*PROVIDED DATA*:

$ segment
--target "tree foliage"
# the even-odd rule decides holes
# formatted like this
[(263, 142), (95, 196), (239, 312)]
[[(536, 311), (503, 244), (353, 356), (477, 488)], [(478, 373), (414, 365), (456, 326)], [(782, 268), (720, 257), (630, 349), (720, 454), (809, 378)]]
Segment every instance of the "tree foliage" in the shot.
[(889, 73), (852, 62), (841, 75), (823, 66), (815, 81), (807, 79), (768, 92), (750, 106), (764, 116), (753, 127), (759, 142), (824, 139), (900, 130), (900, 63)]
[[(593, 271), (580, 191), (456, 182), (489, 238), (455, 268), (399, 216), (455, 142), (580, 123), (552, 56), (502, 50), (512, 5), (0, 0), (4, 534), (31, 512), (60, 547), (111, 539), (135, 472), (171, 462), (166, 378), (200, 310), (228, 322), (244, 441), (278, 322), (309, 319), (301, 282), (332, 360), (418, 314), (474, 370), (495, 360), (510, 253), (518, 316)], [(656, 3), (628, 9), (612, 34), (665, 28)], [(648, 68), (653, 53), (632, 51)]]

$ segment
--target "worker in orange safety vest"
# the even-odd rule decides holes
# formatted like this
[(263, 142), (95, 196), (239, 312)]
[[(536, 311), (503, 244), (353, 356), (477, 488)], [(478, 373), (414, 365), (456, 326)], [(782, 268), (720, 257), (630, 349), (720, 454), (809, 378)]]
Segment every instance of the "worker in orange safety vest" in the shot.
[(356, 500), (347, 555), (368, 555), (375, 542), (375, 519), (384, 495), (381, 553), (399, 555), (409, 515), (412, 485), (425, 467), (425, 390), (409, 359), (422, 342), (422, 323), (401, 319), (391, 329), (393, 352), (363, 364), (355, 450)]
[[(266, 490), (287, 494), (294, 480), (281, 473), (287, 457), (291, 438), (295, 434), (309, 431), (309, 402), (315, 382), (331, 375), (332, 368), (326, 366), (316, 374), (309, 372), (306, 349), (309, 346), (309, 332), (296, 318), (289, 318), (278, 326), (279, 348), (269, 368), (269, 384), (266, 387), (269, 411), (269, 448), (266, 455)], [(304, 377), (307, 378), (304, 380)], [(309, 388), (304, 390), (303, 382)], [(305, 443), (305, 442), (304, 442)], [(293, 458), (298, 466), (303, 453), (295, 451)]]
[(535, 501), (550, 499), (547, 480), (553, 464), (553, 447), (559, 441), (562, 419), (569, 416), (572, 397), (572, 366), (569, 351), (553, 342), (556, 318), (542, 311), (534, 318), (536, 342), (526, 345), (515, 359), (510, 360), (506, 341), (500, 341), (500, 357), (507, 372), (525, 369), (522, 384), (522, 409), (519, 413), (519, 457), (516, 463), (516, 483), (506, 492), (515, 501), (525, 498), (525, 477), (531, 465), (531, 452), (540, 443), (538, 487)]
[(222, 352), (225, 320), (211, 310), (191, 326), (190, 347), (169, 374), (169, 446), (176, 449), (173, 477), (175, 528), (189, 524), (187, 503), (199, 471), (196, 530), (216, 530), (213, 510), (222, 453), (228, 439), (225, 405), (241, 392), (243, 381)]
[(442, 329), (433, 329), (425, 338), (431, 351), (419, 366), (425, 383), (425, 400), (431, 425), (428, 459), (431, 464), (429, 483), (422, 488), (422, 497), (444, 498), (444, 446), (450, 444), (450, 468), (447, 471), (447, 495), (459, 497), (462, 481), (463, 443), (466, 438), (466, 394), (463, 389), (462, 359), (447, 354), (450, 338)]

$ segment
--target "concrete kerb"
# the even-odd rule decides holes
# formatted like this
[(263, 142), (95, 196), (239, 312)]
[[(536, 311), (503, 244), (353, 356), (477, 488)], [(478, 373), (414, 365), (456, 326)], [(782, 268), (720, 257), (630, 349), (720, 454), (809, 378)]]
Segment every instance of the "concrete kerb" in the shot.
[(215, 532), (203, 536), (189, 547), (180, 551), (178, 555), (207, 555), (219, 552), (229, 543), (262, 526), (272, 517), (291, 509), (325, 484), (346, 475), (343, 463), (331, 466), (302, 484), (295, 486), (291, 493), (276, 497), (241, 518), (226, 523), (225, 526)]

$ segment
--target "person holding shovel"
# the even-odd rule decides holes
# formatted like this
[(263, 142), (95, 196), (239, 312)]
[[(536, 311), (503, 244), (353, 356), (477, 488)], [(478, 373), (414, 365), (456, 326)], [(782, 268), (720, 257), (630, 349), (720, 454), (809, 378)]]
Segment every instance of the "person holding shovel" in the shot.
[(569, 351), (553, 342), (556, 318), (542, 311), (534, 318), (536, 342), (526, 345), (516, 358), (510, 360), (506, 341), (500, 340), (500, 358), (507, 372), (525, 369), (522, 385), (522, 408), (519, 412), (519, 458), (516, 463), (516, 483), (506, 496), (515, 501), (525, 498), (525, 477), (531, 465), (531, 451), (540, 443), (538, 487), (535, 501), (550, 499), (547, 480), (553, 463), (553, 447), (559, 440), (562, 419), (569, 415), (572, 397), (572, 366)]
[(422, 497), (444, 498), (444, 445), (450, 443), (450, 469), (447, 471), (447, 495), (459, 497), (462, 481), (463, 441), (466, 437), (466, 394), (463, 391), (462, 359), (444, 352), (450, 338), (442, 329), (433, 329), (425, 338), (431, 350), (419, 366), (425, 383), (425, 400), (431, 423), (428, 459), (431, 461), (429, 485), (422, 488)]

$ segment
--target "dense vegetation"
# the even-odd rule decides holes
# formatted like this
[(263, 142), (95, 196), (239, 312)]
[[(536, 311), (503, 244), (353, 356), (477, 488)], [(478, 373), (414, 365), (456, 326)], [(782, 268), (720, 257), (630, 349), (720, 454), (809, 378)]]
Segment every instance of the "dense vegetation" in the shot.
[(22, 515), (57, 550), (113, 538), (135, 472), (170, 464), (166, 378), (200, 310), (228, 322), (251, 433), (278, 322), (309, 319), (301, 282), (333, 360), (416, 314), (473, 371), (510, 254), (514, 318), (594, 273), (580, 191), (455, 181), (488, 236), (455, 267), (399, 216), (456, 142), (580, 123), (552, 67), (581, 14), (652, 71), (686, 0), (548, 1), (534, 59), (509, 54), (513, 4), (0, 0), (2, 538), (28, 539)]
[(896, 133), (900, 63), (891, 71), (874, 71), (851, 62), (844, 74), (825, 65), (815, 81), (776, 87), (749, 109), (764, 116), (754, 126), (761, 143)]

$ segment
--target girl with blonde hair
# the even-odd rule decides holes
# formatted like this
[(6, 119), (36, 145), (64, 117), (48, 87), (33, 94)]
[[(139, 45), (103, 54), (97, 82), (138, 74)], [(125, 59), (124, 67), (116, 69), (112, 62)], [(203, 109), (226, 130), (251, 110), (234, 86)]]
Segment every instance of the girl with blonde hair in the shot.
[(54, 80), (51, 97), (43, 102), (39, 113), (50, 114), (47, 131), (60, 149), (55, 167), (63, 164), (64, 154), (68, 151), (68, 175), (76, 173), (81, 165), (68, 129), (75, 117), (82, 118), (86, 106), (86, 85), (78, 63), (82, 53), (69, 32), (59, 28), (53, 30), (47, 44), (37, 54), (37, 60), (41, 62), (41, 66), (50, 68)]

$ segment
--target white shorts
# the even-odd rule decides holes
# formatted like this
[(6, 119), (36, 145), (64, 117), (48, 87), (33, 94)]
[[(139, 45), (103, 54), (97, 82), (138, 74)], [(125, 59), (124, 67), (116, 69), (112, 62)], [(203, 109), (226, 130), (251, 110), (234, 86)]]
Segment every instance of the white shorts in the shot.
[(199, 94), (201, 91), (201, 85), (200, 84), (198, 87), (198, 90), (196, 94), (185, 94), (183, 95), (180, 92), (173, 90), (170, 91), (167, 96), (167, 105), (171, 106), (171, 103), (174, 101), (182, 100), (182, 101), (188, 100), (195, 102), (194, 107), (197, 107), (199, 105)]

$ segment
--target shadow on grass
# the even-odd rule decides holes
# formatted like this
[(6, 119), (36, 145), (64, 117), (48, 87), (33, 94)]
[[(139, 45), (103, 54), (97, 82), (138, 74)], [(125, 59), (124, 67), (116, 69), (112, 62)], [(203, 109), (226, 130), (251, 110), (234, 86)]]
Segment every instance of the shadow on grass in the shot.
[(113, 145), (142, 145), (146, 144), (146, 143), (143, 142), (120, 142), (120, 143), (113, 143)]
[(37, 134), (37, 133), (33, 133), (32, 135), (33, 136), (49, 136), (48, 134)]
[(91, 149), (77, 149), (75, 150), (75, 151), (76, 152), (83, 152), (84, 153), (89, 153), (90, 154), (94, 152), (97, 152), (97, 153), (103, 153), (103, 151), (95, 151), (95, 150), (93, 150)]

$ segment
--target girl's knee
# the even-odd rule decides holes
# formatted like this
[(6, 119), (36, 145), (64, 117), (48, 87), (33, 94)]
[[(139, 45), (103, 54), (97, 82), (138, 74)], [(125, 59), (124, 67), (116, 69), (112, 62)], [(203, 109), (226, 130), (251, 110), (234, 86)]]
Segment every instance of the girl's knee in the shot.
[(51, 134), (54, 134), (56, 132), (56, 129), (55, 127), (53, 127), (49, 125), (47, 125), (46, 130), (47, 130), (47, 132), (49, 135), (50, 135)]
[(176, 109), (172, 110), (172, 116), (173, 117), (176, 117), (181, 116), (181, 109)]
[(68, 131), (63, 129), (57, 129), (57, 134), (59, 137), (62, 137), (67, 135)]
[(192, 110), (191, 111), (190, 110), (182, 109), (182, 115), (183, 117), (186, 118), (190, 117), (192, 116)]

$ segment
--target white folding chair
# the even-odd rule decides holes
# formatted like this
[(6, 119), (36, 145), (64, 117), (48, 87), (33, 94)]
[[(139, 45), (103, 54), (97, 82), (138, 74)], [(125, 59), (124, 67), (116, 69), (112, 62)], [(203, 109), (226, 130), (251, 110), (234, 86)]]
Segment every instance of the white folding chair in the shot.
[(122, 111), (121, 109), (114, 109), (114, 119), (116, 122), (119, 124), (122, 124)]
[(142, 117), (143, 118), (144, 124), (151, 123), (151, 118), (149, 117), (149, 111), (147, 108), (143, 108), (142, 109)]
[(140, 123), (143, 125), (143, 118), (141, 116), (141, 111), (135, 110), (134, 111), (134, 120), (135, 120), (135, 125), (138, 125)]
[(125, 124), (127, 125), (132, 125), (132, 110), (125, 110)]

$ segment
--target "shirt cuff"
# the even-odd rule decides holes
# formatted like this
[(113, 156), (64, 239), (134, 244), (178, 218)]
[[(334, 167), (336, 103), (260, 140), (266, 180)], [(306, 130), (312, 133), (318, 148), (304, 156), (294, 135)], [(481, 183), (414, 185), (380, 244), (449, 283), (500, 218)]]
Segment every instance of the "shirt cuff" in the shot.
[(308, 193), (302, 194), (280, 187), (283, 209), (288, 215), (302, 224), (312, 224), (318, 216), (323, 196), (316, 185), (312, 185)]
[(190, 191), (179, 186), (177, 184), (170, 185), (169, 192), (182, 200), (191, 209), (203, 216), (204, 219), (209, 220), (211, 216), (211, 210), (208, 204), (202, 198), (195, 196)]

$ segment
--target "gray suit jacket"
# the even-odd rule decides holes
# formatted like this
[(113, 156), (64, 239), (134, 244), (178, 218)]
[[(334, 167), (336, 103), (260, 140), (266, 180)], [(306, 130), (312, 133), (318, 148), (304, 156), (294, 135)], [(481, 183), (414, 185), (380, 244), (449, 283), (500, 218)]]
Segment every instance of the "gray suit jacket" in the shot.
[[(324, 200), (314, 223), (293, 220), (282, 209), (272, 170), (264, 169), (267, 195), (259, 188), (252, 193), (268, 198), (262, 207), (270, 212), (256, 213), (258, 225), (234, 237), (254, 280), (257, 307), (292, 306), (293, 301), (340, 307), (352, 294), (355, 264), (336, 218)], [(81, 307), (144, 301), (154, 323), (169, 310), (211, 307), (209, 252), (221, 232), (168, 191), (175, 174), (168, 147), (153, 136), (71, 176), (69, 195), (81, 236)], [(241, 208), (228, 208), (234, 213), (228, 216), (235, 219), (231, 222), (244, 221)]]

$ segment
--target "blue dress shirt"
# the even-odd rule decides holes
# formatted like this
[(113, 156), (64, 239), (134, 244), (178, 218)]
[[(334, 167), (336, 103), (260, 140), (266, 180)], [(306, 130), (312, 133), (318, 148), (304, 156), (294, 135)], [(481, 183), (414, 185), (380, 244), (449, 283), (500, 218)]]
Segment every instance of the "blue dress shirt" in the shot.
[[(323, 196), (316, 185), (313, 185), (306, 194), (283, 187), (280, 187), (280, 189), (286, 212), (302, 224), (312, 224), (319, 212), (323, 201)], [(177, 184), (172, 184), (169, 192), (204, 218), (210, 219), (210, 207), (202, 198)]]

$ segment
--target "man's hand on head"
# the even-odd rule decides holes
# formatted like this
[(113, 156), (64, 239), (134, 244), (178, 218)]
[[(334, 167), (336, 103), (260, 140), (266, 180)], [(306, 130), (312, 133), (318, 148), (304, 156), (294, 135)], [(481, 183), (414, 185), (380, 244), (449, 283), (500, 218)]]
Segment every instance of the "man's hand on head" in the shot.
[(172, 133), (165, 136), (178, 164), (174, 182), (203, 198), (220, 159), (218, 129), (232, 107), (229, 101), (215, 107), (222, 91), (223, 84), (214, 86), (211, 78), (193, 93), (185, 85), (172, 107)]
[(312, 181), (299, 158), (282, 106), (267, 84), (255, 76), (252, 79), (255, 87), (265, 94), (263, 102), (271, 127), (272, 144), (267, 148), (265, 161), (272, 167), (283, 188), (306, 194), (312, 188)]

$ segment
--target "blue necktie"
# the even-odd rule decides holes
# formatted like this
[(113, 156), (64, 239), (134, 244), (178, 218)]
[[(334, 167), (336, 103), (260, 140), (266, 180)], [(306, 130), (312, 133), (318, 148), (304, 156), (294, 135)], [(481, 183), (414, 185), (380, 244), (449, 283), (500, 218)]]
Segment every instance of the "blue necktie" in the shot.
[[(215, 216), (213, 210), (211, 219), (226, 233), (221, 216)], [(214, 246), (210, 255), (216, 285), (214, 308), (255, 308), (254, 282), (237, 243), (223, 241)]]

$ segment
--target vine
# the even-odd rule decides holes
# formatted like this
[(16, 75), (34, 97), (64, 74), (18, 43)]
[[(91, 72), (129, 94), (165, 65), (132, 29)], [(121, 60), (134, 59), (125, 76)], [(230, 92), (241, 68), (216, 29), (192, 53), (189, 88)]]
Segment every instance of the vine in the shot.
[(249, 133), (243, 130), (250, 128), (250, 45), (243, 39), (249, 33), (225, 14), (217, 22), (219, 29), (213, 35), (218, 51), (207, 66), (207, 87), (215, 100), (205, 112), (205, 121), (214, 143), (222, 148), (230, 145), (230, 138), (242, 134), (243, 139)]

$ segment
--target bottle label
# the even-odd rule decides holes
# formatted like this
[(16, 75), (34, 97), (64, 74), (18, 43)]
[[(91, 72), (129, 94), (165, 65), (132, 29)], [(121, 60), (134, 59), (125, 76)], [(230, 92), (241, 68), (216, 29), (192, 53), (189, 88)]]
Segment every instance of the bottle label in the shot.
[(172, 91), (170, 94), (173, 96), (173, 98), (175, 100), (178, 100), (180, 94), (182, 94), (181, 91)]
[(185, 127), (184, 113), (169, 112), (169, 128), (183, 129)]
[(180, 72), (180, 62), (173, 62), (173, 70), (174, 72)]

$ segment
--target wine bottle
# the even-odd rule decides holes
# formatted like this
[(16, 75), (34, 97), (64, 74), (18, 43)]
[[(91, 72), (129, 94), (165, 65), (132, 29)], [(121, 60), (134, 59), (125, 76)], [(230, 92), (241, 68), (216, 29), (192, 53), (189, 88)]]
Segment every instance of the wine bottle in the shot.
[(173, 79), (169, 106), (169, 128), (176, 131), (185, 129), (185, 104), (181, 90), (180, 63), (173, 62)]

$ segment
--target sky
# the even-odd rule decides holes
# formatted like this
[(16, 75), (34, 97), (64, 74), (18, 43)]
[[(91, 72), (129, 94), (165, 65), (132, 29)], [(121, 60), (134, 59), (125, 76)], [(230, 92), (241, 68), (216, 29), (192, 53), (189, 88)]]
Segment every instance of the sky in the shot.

*WHAT YOU ARE ASKED TO DO*: Count the lines in the items above that contain the string "girl", matching case exactly. Reply with the number alone.

*TASK SOLUTION*: 4